* start MATERIAL FOR THIS EXERCISE *

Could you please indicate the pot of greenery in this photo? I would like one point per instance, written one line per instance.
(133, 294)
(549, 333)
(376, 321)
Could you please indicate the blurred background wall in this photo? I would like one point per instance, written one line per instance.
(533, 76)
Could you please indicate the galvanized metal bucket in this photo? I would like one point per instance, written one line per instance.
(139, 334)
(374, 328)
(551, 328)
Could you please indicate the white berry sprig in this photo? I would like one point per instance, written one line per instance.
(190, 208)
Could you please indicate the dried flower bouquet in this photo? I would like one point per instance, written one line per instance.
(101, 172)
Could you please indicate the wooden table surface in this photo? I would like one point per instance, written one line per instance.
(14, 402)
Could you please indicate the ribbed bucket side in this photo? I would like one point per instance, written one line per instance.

* end MATERIAL FOR THIS EXERCISE *

> _WHAT THIS TASK INVOLVES_:
Put the lines from the one containing "Could you please indicate the dried" through the end of the records into a JSON list of strings, one string per line and with blank lines left out.

> _TASK OUTPUT_:
[
  "Could you please indicate the dried flower bouquet in this photo? I would like one point per instance, written one line per instance.",
  "(101, 172)",
  "Could you please indicate the wooden table surface in this photo? I would like one point per instance, written one line per instance.",
  "(14, 402)",
  "Could you please indicate the ribbed bucket side in this photo? I would like one point per instance, written one line per instance."
]